━━ SUPPLIED TEXT
PbtA is a very popular system for indie RPGs lately, it’s safe to say most of the indie RPGs we see cross our dashboard use it, in fact, and since Eureka: Investigative Urban Fantasy is an indie RPG that also happens to use 2D6+Modifier dice rolls, we can see where this assumption might come from. However, Eureka: Investigative Urban Fantasy is not a PbtA game, nor is it a ‘hack’ of any other game. It is an original from-the-ground-up system that uses 2D6+Modifier because 2D6+Modifier is just a very good way to roll dice. It’s very predictable, and dice results that are randomized yet still predictable are beneficial both for players playing the game and for us designing the game.
Eureka: Investigative Urban Fantasy actually does take inspiration from other games, even PbtA games like Monster of the Week—though in Monster of the Week’s case, that “inspiration” often took the form of doing the opposite of what Monster of the Week does, because we actually found MotW far too restrictive and limiting in its character creation and other elements for the kind of game we wanted to play—but also Call of Cthulhu, Trail of Cthulhu, Gumshoe, Shadowrun, AD&D2e, etc, both in the “do what they do” and “do the opposite of what they do” sense. In fact, if your TTRPG doesn’t take inspiration from a good number of other TTRPGs, that’s probably a pretty bad sign.
━━━━
### TASK DIRECTIONS
Reproduce the RPG design text word for word between "PbtA is a very" and "designing the game.", inclusive.
━━ INFORMATION GIVEN
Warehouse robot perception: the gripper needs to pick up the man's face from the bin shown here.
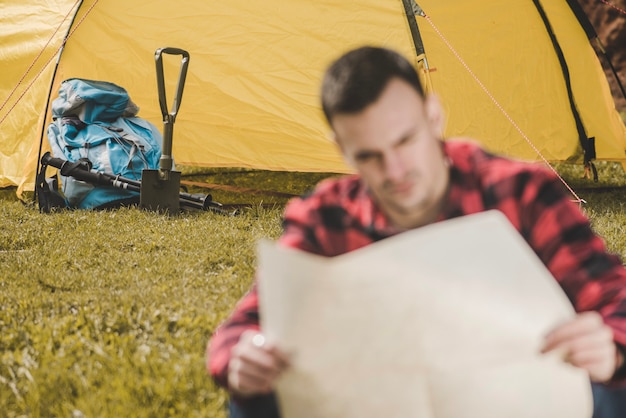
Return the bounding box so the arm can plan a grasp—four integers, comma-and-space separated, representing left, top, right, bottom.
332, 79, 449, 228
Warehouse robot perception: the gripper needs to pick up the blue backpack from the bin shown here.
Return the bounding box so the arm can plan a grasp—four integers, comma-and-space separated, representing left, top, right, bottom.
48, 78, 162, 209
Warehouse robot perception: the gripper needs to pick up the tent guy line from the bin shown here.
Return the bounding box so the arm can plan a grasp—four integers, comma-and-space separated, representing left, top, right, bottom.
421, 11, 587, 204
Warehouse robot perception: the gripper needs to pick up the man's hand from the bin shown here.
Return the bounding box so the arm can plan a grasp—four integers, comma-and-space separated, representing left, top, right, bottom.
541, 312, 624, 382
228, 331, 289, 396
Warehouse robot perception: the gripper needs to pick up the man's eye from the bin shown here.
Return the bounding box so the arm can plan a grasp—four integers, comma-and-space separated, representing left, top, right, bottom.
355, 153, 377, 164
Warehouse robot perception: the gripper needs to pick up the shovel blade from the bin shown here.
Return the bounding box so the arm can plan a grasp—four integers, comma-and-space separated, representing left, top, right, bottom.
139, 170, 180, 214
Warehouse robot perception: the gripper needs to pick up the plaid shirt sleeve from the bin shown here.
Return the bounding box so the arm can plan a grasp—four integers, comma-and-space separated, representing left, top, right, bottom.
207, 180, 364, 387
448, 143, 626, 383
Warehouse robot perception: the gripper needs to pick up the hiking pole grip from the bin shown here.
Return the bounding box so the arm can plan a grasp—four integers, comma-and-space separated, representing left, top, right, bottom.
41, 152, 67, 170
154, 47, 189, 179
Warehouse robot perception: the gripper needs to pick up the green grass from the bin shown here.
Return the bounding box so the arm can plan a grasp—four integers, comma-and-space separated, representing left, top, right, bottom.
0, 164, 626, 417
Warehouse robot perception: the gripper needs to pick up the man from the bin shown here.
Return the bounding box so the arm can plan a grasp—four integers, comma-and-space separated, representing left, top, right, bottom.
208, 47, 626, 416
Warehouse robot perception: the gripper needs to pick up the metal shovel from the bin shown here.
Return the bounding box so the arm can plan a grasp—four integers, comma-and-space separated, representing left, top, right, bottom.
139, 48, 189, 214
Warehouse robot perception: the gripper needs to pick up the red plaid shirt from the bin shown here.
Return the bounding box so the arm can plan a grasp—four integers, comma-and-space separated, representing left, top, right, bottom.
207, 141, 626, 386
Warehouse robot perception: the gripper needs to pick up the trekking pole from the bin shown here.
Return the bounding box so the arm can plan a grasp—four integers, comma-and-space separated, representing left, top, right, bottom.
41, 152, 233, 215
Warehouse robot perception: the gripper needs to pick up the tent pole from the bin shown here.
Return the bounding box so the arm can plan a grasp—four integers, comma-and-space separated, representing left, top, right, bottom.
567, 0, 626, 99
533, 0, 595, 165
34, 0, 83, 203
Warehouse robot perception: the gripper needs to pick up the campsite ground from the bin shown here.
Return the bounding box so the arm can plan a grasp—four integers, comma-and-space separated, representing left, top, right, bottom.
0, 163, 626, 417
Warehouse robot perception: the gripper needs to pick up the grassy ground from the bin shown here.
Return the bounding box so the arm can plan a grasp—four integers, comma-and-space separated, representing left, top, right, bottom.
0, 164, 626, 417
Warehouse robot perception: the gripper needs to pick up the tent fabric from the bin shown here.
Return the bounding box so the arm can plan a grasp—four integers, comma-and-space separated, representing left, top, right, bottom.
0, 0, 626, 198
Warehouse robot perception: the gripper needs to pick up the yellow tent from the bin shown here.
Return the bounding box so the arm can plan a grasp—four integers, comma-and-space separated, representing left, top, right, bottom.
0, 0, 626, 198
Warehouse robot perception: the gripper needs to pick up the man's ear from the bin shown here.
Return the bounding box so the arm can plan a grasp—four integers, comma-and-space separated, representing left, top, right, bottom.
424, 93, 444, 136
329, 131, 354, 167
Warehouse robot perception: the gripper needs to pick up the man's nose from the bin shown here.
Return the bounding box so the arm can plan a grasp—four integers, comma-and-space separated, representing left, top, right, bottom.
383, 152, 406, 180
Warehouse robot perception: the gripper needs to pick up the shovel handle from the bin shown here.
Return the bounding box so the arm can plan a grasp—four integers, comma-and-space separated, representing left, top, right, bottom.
━━━━
### RESULT FOR THIS TASK
PbtA is a very popular system for indie RPGs lately, it’s safe to say most of the indie RPGs we see cross our dashboard use it, in fact, and since Eureka: Investigative Urban Fantasy is an indie RPG that also happens to use 2D6+Modifier dice rolls, we can see where this assumption might come from. However, Eureka: Investigative Urban Fantasy is not a PbtA game, nor is it a ‘hack’ of any other game. It is an original from-the-ground-up system that uses 2D6+Modifier because 2D6+Modifier is just a very good way to roll dice. It’s very predictable, and dice results that are randomized yet still predictable are beneficial both for players playing the game and for us designing the game.